■ Passage to read:
Project number: 2017-085
Project Status:
Budget expenditure: $397,750.00
Principal Investigator: Karina C. Hall
Organisation: NSW Department of Primary Industries
Project start/end date: 21 Dec 2017 - 29 Jun 2020


During a recent national Fisheries Statistics Working Group meeting, data managers from all Australian states highlighted and discussed the likely high prevalence of inaccurate or fraudulent data supplied by fishers and accrued through data-entry errors. Current data quality control measures in each jurisdiction are largely heterogeneous, undocumented and often rely on manual checks by clerks or analysts that are labour intensive and costly and not routinely executed. Because many of these checks occur during manual data entry of paper-based records, these are likely to become obsolete as reliance on electronic reporting increases, with data entered directly by fishers through online portals or mobile applications.

There is a need to develop automated data cleansing and diagnostic procedures that can be applied post-hoc or retrospectively to large fisheries databases to detect and flag errors and outliers and provide subsets of reliable catch and effort data for stock assessments and other analyses. This project will contribute towards addressing these issues, by developing automated processes to routinely assess newly entered fisheries catch and effort data for errors, retrospectively quantify error rates in existing data and assess their likely influence on the outputs of stock assessment analyses. The outcomes will help improve the quality and accuracy of catch and effort data used in routine stock assessments, and in turn lead to more sustainable management of wild capture fisheries resources.


1. Review existing data quality control and cleansing processes applied to fisheries catch and effort databases in all state and commonwealth jurisdictions.
2. Develop a suite of generic algorithmic and statistical approaches to detect and flag different error types (e.g., anomalous, missing and outlying values) in fisheries catch and effort relational databases.
3. Trial the above approaches with several case-study fisheries datasets to assess the performance of different data cleansing approaches, quantify error rates and types and assess the sensitivity of catch and effort statistics to these errors and outliers.
4. On the basis of the above findings, recommend a standard national approach for data cleansing and validation of fisheries catch and effort data.
5. Customise and integrate the generic approaches into NSW fisheries database systems to implement automated data cleansing processes.
6. Extend the results of the project to fishers and industry representatives to encourage greater accuracy in fisheries catch and effort data reporting.

[Point localization data]
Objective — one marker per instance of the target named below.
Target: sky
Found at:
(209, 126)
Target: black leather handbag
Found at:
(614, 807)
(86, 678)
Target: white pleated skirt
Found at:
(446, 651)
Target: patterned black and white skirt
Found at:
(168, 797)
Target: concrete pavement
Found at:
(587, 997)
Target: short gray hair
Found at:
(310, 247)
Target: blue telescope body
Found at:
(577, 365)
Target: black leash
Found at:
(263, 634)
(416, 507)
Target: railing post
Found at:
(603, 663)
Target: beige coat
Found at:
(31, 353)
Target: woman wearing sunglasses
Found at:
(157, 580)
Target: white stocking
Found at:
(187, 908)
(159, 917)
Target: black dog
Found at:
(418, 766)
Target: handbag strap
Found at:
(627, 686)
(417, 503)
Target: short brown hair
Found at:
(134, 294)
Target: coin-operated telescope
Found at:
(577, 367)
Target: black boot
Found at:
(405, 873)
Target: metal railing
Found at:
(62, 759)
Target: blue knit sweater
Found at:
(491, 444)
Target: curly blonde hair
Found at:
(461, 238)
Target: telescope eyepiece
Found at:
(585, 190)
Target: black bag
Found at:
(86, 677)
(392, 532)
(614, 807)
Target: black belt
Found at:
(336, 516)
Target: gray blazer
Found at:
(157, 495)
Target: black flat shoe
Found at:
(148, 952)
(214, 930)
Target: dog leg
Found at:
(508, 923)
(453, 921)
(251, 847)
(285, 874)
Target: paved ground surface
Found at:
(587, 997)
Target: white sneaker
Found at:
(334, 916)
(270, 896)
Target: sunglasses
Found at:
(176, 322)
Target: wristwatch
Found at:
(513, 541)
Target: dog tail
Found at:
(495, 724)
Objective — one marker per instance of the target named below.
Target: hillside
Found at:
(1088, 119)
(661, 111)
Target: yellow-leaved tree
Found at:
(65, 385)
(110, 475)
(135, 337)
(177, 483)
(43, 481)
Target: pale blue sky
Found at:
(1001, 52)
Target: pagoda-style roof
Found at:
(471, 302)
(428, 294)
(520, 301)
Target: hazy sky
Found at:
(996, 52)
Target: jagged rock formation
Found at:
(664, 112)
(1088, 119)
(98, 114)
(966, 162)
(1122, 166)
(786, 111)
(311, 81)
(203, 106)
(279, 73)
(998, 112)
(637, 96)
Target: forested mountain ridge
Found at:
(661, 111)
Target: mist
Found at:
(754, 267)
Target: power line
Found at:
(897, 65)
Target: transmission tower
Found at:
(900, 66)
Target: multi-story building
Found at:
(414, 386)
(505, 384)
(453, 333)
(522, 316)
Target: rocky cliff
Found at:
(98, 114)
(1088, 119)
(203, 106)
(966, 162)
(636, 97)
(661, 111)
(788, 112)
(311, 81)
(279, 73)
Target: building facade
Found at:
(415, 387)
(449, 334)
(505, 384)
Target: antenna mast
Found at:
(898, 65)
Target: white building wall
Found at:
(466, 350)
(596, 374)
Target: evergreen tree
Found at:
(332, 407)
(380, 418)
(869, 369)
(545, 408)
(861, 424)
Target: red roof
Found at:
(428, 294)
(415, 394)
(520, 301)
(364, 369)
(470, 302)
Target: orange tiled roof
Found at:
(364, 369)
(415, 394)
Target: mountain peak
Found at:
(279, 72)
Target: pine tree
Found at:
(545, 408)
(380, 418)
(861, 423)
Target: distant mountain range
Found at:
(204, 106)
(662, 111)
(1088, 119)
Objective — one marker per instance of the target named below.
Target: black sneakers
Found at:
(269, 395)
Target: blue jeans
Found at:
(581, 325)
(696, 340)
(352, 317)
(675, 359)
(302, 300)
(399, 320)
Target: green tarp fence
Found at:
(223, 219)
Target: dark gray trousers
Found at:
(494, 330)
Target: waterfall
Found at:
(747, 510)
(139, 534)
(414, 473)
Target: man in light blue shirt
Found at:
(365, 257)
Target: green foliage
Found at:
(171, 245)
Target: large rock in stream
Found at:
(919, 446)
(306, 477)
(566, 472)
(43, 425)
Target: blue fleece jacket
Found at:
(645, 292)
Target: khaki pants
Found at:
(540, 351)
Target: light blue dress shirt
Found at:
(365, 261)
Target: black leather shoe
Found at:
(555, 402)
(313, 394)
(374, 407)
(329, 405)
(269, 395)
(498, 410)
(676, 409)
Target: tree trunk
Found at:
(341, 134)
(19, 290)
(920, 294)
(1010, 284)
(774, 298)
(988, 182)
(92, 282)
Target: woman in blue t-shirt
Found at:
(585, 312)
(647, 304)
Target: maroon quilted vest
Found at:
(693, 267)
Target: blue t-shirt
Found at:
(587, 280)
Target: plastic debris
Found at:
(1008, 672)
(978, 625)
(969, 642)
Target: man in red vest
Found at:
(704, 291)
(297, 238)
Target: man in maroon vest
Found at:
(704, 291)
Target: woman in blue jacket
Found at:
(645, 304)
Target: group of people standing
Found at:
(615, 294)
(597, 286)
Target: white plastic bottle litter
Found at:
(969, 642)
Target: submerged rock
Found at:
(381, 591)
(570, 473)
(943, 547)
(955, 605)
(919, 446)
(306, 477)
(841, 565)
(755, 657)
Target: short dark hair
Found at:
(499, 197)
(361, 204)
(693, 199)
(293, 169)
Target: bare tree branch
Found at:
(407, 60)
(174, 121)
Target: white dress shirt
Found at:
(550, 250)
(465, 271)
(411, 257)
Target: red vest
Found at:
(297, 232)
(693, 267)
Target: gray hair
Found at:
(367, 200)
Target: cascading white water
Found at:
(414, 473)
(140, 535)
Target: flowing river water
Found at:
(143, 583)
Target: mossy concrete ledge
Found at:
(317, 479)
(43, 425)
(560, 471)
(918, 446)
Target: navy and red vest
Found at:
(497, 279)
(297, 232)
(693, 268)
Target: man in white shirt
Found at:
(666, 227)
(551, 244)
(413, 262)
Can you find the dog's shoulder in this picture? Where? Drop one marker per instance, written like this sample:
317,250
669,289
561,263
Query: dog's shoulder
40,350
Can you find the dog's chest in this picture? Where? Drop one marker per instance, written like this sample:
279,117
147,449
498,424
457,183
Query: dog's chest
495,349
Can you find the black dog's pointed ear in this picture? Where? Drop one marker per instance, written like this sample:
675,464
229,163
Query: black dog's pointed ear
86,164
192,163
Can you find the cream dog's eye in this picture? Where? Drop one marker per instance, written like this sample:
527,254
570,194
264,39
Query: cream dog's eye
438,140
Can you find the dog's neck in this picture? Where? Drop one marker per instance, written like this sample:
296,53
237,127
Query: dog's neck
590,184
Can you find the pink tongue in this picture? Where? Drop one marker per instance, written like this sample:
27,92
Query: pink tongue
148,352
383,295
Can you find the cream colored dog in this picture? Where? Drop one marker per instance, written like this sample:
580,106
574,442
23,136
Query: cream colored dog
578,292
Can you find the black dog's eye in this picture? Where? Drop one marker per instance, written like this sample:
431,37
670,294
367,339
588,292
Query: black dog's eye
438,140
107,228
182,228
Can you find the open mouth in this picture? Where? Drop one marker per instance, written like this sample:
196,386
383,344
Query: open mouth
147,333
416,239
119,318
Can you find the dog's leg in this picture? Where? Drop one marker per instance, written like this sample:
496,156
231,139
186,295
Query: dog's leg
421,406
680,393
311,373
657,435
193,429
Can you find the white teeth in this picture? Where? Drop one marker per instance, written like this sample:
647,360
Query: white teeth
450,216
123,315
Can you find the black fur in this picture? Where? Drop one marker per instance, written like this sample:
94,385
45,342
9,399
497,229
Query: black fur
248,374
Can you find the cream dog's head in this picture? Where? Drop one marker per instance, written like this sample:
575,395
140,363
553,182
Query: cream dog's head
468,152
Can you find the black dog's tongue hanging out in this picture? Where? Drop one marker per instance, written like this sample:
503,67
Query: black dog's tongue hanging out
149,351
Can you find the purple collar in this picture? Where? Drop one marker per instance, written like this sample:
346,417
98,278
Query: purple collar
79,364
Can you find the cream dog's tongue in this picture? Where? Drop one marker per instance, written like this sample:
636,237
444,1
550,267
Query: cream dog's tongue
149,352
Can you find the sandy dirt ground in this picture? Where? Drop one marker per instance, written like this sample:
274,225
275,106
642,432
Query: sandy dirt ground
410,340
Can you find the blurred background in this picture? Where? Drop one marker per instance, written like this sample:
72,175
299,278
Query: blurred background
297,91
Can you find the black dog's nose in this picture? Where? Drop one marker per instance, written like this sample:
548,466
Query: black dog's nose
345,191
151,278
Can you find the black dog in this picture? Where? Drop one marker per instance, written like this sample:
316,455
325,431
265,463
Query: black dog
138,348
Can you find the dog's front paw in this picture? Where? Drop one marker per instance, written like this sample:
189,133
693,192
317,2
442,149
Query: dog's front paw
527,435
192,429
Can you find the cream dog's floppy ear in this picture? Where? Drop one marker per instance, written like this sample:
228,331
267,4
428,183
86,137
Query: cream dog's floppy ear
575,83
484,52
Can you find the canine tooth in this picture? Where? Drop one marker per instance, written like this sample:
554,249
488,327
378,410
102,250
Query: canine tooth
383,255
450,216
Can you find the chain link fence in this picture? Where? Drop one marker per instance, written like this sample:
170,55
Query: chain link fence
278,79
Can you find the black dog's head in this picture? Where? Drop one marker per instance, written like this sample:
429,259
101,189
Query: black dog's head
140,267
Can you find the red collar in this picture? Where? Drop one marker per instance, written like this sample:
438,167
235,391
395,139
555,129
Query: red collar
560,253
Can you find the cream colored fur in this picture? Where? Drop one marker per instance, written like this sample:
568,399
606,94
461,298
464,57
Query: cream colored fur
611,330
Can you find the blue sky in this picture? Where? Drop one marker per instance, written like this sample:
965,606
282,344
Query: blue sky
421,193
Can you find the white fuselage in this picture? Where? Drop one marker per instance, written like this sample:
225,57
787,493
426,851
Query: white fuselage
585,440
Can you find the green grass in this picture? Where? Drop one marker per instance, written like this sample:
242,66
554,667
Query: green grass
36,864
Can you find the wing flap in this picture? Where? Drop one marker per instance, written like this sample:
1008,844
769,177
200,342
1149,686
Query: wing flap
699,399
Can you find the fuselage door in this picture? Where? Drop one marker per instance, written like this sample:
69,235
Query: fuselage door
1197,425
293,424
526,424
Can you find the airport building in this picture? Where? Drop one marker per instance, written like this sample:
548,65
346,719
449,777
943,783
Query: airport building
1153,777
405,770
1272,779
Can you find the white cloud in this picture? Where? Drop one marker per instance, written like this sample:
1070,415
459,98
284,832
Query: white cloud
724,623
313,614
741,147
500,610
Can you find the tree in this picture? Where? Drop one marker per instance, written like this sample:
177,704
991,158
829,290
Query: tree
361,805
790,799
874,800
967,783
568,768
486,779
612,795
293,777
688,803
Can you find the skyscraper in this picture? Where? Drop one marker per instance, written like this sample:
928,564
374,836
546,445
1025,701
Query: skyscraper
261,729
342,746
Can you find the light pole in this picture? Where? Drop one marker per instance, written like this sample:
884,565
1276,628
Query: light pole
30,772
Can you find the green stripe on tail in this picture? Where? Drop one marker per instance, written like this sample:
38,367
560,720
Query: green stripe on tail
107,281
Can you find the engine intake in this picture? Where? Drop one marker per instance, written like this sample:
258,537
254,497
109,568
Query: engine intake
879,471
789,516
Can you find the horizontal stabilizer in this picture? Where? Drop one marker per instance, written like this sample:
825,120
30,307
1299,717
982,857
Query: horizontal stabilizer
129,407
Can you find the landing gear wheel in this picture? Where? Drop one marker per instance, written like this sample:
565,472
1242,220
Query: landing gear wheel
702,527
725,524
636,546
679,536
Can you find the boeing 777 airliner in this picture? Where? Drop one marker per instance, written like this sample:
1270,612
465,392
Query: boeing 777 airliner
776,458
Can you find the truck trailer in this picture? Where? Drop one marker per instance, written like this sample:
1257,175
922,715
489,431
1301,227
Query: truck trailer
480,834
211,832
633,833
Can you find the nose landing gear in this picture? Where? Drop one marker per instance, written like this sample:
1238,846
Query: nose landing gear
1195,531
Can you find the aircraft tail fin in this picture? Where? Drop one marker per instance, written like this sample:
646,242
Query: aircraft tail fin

■ Problems to work on:
1. Could you condense the paragraph of the project summary beginning "During a recent national Fisheries Statistics Working Group meeting" into a short bulleted list that keeps its main facts?
2. Do the following statements agree with the project summary? Answer yes or no for each, and quote the words that decide it: (a) The project was scheduled to end on 29 Jun 2020. (b) Data quality control measures are standardized across jurisdictions. (c) The automated processes are meant to check only newly entered data.
3. From the project summary, can you quote word for word the stretch from "1. Review existing" through "errors and outliers."?

■ Answer section:
1.
- At a national Fisheries Statistics Working Group meeting, data managers from all Australian states discussed the likely high prevalence of inaccurate or fraudulent data supplied by fishers and of data-entry errors.
- Each jurisdiction's data quality control measures are largely heterogeneous and undocumented.
- These measures often rely on manual checks by clerks or analysts. The checks are labor-intensive, costly and not routinely carried out.
- Many of the checks happen during manual entry of paper records. They are likely to become obsolete as fishers increasingly enter data themselves through online portals or mobile applications.

2.
(a) Yes: "Project start/end date: 21 Dec 2017 - 29 Jun 2020"
(b) No: "Current data quality control measures in each jurisdiction are largely heterogeneous, undocumented"
(c) No: "retrospectively quantify error rates in existing data"

3.
1. Review existing data quality control and cleansing processes applied to fisheries catch and effort databases in all state and commonwealth jurisdictions.
2. Develop a suite of generic algorithmic and statistical approaches to detect and flag different error types (e.g., anomalous, missing and outlying values) in fisheries catch and effort relational databases.
3. Trial the above approaches with several case-study fisheries datasets to assess the performance of different data cleansing approaches, quantify error rates and types and assess the sensitivity of catch and effort statistics to these errors and outliers.